• _PROBLEMS TO WORK ON_
- a) Duplicate the part of the Piri Weepu article starting with "Weepu predominantly played" and going on through "overseas in 2014.".
- b) Using the Piri Weepu article, explain why Weepu posted a photo of his hung-up boots on social media.

'It's been an honour and a privilege' - All Blacks hero Piri Weepu announces retirement from all rugby

Former All Black Piri Weepu has announced his retirement from all forms of rugby.

The 71-Test halfback took to social media to share a photo of his hung-up boots to signify the end of his career, captioning the image; "It's been a honour and a privilege to have played footy over the years! #AllDone #HangingTheBootsUp".

Weepu made his provincial debut for Wellington in 2003, but has since donned the No.9 jersey for many teams both in New Zealand and overseas.

Weepu predominantly played his career for the Hurricanes from 2004 to 2011, but also spent two seasons with the Blues before heading overseas in 2014.

In Europe, Weepu picked up games for London Welsh, The Wasps, Oyonnax and Narbonne before he finally returned to New Zealand for his final season this year with Waiarapa Bush which was unfortunately cut short by health issues.

(Recorded data)
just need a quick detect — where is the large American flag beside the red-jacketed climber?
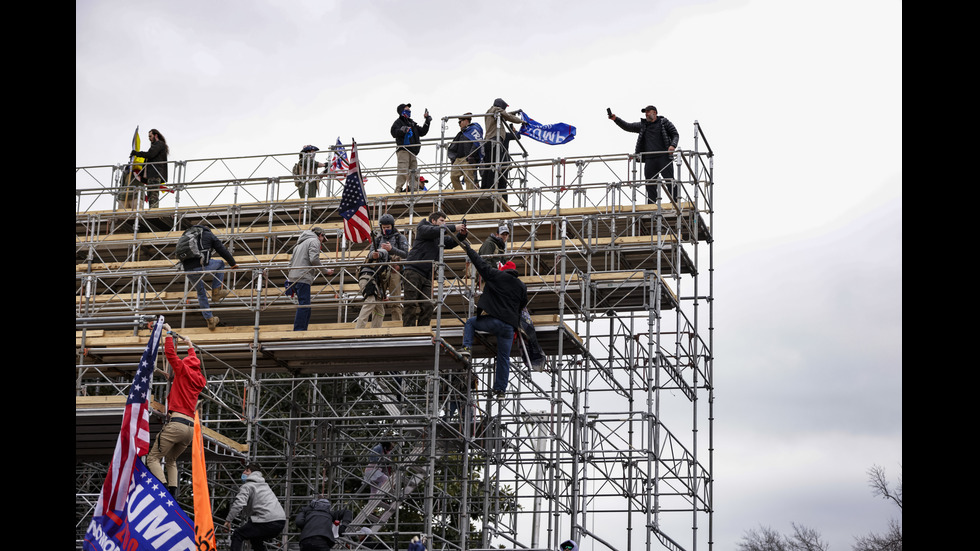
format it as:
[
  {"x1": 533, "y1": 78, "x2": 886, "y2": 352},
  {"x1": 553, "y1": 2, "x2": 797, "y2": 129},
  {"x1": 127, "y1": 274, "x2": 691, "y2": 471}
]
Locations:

• _PER-TASK OUTPUTS_
- a)
Weepu predominantly played his career for the Hurricanes from 2004 to 2011, but also spent two seasons with the Blues before heading overseas in 2014.

- b) He posted the photo to signify the end of his career. He was announcing his retirement from all forms of rugby.